* _But de l'exercice_
Recopiez fidèlement le passage de l'entretien sur Wozzeck qui va de « Christoph Marthaler a » à « profondeur des caractères. ».

* _Texte source_

****************************************

Vous voici de nouveau à l’affiche de >Wozzeck, une oeuvre que vous avez assez peu interprétée, mais dans laquelle vous avez fait une grande impression notamment au Châtelet, en 1994 puis en 1998, dans la mise en scène de Patrice Chéreau, un spectacle qui a beaucoup voyagé. Qu’aimez-vous particulièrement dans le rôle de Marie ?
Waltraud Meier : Pardonnez-moi, ce n'était pas en 1994, mais en 1992, je vais vous dire pourquoi je suis si précise, tout simplement parce que j'ai reçu récemment une très jolie lettre du jeune garçon qui jouait mon fils sur la scène du Châtelet en 1992. C'est très émouvant et il doit d'ailleurs venir me voir à l'issue d'une représentation. Marie demande en effet une préparation différente de celle que l'on peut avoir face aux grands rôles wagnériens. Son approche nécessite une extrême concentration, une constante précision dans les attaques et la psychologie, pour être efficace dès l’entrée en scène. Il faut immédiatement imposer sa conception, traduire dans l'instant son humeur, ses états d'âme, car la partition ne nous laisse aucun espace de développement, aucune scène intermédiaire. C'est à la fois très difficile et très exaltant, car il faut être "là" sans attendre, jouer sur la tension et la clarté des mots. Le fait de ne pas l'avoir chanté souvent, la dernière fois c'était à la Scala de Milan en 2000, m'a permis de conserver, d'une part, une spontanéité indispensable et d'autre part, d'apporter toute l'expérience de la maturité. Je pense qu'il m'est plus facile de trouver cet état, cette disponibilité, avec un rôle que je ne fréquente pas régulièrement, contrairement à ceux qui m'accompagnent et dont je connais les moindres détails.
Christoph Marthaler a choisi d’ancrer le drame dans une modernité visuelle et sociale, celle d’un camp militaire. Cette vision est-elle selon vous adaptée à l'oeuvre de Büchner ?
W. M. : Peut être pas totalement. J'avoue être plus inspirée par une vision moins contemporaine, mais où les choix esthétiques n'occultent ni la force du drame, ni la profondeur des caractères.
Vous retrouvez Hartmut Haenchen au pupitre. Qu’est-ce qui fait à vos yeux, un bon chef, vous qui avez déclaré, je cite : "que ce n’était pas parce que l’on arrivait à peu près jusqu’au bout de Tristan ou de Fidelio dans une grande maison d’opéra, que l’on était forcément un génie de la baguette" ?

****************************************

* _Données fournies_
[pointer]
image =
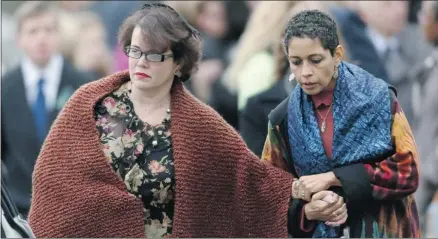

****************************************

* _Réponse de l'exercice_
Christoph Marthaler a choisi d’ancrer le drame dans une modernité visuelle et sociale, celle d’un camp militaire. Cette vision est-elle selon vous adaptée à l'oeuvre de Büchner ?
W. M. : Peut être pas totalement. J'avoue être plus inspirée par une vision moins contemporaine, mais où les choix esthétiques n'occultent ni la force du drame, ni la profondeur des caractères.